= EXERCISE DESCRIPTION =
Please extract every line in the material that contains the word "covered".

= STORED DATA =
_____

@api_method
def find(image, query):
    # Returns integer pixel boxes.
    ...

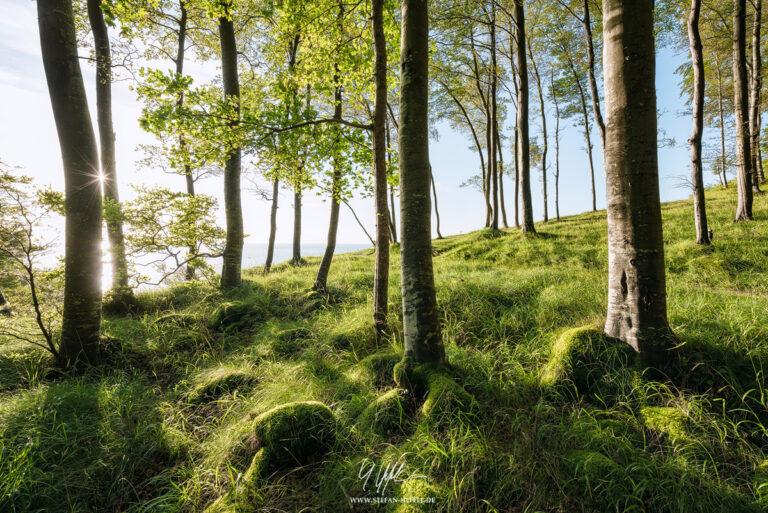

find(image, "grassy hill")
[0,185,768,513]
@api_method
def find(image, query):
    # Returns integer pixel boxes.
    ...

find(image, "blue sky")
[0,0,716,248]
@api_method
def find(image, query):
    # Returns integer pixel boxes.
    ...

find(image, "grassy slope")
[0,185,768,512]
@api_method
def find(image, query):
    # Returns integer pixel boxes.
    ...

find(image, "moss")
[356,388,410,436]
[640,406,691,442]
[392,478,441,513]
[540,327,635,395]
[187,366,258,404]
[249,401,336,479]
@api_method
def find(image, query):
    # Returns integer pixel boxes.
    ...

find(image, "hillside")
[0,188,768,513]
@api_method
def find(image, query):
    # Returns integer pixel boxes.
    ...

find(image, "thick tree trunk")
[219,7,243,289]
[515,0,536,233]
[291,184,301,265]
[550,70,560,221]
[528,48,549,223]
[688,0,710,244]
[88,0,133,303]
[312,83,344,293]
[37,0,102,367]
[581,0,605,149]
[264,178,280,274]
[371,0,392,328]
[749,0,763,192]
[733,0,752,221]
[400,0,445,364]
[603,0,673,366]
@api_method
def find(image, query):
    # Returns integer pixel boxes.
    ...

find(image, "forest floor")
[0,188,768,513]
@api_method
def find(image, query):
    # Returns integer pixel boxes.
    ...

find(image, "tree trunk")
[603,0,673,366]
[264,178,280,274]
[219,5,243,289]
[581,0,605,149]
[88,0,133,303]
[400,0,445,364]
[749,0,763,192]
[515,0,536,233]
[312,82,344,293]
[550,70,560,221]
[291,184,301,265]
[37,0,102,367]
[528,48,549,223]
[733,0,752,221]
[371,0,396,334]
[688,0,710,244]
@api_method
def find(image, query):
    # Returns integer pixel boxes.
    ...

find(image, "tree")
[603,0,672,365]
[219,0,243,289]
[399,0,445,364]
[733,0,752,221]
[688,0,710,244]
[37,0,102,367]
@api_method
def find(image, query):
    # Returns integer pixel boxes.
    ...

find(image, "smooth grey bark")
[603,0,674,366]
[219,7,243,289]
[312,83,344,293]
[399,0,445,364]
[371,0,396,333]
[733,0,752,221]
[515,0,536,233]
[749,0,763,192]
[37,0,102,367]
[688,0,710,244]
[528,48,549,223]
[87,0,133,303]
[264,178,280,274]
[550,70,560,221]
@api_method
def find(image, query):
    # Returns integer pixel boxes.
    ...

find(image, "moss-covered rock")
[540,327,635,395]
[640,406,692,442]
[187,365,258,404]
[247,401,337,480]
[355,388,410,436]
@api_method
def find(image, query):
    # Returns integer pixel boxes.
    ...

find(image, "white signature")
[357,453,426,495]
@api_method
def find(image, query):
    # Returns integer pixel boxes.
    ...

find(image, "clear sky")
[0,0,716,248]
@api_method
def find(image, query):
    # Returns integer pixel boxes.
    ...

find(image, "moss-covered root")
[540,327,635,395]
[394,357,479,423]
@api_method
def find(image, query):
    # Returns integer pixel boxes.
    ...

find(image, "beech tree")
[603,0,673,366]
[399,0,445,364]
[37,0,102,367]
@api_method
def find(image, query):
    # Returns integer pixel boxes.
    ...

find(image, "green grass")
[0,188,768,513]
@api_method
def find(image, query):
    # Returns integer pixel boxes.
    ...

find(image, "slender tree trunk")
[550,70,560,221]
[291,183,301,265]
[37,0,102,367]
[528,48,549,223]
[88,0,133,303]
[371,0,390,328]
[264,178,280,274]
[219,5,243,289]
[400,0,445,364]
[603,0,673,366]
[515,0,536,233]
[581,0,605,149]
[488,8,500,231]
[312,82,344,293]
[733,0,752,221]
[715,63,728,189]
[749,0,763,192]
[688,0,710,244]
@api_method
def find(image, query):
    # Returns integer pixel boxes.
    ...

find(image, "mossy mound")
[640,406,692,442]
[540,327,635,395]
[356,388,410,436]
[187,365,258,404]
[391,478,440,513]
[247,401,337,479]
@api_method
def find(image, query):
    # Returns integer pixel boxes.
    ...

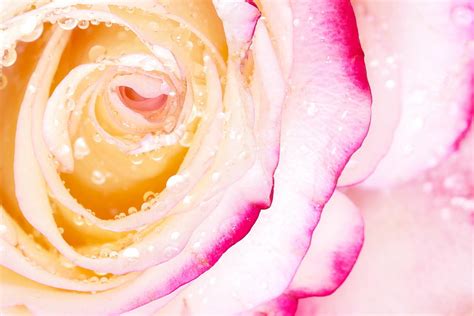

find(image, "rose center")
[117,86,168,112]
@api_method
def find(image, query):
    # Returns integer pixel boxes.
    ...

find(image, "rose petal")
[339,0,474,188]
[243,294,298,316]
[287,191,364,297]
[298,128,474,315]
[151,1,370,314]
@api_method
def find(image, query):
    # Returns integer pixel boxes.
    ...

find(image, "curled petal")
[150,1,370,314]
[287,191,364,298]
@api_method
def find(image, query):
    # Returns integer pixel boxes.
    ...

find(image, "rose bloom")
[0,0,474,315]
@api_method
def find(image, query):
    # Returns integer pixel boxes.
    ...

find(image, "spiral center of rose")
[117,86,168,111]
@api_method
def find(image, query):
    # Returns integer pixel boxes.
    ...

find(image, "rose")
[297,127,474,315]
[0,0,370,315]
[297,1,474,315]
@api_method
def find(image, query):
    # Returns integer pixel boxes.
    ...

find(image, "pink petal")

_____

= COMPLETE OUTPUT =
find(image, "moss-covered rock")
find(image, "moss-covered root")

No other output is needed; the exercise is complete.